**AIM OF THE EXERCISE**
Output nothing but the line containing "Query: wood grain texture" and the lines after it through the end of the material below, each reproduced exactly.
===== STORED DATA =====
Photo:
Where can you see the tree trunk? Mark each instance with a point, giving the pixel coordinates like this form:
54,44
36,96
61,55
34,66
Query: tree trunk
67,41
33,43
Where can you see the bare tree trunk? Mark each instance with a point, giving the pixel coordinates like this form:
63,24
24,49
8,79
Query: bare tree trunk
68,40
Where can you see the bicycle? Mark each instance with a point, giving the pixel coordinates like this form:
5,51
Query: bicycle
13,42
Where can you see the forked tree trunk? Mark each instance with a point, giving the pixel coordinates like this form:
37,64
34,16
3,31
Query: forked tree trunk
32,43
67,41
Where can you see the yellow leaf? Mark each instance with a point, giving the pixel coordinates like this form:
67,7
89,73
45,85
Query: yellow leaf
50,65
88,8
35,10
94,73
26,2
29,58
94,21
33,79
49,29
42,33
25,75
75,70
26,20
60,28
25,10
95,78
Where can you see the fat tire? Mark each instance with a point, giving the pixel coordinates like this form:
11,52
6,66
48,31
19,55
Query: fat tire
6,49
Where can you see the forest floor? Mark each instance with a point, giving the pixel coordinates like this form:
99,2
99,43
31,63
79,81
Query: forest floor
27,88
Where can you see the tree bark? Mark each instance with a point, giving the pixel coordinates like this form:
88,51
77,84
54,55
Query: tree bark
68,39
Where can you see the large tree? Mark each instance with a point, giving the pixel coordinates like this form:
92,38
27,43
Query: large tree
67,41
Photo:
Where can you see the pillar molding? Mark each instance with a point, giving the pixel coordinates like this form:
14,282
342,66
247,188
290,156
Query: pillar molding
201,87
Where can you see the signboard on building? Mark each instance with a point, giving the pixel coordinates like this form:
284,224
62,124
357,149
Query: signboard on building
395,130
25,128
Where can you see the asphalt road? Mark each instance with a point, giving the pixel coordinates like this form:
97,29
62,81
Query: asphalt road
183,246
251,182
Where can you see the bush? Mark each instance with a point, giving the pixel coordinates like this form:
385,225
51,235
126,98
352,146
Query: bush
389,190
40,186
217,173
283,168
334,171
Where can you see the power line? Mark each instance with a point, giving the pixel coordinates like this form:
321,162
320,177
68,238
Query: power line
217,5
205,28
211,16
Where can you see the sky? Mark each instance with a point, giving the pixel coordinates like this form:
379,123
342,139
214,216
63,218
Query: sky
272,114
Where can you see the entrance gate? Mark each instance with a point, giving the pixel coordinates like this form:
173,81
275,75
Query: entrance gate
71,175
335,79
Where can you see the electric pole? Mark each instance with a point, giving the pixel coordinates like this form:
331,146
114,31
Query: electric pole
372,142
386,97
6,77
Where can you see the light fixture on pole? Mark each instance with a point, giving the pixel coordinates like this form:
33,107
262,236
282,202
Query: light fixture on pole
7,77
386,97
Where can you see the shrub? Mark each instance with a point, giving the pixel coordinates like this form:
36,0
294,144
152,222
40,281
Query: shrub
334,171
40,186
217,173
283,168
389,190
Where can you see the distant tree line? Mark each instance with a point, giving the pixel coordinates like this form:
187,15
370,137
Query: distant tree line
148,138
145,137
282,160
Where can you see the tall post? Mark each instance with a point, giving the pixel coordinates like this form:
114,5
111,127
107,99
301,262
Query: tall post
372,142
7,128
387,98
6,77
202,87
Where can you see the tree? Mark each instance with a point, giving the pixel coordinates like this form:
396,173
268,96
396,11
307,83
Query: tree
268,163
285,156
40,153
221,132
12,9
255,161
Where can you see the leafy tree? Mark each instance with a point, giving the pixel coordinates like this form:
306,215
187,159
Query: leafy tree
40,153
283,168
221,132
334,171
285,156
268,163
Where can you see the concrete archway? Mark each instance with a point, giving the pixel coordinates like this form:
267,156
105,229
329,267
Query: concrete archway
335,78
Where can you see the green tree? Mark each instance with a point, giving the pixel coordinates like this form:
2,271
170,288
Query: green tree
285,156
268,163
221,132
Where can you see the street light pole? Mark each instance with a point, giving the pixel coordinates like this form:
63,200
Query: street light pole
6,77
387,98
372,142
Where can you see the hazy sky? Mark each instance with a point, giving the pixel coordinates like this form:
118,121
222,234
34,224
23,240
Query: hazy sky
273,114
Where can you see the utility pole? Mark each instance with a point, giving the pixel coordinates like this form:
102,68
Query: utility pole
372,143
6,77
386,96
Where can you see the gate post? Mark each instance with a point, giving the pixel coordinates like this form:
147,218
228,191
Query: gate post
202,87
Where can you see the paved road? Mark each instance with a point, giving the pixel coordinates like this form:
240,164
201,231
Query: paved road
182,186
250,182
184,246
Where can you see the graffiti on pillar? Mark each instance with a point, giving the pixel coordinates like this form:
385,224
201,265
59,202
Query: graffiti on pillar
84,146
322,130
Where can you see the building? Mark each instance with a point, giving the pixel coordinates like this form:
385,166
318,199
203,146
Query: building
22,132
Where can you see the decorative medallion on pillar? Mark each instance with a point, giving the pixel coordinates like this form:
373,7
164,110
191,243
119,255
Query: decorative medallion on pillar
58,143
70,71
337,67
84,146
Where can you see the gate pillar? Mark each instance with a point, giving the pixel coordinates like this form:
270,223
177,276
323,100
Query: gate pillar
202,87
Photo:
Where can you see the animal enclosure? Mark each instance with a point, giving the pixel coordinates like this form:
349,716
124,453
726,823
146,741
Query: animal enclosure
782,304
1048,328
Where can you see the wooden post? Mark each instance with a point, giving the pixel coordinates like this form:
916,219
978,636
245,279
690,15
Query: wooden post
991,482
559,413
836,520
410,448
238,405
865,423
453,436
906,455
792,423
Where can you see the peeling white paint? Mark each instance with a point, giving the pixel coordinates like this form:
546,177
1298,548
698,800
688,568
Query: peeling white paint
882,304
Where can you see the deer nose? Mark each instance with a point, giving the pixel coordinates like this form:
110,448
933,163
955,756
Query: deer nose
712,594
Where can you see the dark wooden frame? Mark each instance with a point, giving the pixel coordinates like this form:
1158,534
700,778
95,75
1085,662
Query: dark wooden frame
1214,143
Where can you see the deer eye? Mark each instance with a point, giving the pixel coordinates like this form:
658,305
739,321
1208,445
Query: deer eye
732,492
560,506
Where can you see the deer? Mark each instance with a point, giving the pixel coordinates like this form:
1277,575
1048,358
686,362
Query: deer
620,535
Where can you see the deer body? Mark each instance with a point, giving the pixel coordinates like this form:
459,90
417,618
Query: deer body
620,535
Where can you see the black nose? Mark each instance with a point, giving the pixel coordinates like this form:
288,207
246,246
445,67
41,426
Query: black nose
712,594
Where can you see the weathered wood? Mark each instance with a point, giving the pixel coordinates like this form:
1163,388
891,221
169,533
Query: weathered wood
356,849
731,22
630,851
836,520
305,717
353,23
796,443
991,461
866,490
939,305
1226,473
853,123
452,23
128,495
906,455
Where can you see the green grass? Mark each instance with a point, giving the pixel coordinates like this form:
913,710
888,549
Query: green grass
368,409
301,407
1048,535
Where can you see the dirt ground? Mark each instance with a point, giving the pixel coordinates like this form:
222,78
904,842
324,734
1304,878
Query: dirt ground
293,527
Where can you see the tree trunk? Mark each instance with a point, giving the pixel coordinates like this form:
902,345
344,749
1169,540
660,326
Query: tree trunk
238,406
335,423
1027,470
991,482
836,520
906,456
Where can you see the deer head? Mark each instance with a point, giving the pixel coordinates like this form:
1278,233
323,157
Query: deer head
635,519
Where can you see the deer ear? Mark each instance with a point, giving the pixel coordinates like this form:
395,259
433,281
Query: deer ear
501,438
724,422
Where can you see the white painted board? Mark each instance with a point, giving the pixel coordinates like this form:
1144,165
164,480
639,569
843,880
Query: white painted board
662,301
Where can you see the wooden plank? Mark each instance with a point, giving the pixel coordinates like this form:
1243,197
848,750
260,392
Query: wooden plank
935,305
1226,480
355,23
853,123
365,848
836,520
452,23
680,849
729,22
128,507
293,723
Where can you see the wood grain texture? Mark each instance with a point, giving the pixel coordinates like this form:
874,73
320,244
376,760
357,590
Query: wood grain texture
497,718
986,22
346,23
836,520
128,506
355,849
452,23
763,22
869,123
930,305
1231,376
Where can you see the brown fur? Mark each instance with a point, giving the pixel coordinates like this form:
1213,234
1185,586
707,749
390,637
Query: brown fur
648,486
=====
**TASK OUTPUT**
Query: wood grain texture
497,718
986,22
346,23
836,520
128,506
355,849
452,23
763,22
869,123
930,305
1231,376
Where can you see the brown fur? Mark each instance with a point, giving the pixel coordinates like this form:
1213,234
1185,586
707,749
390,637
Query: brown fur
648,486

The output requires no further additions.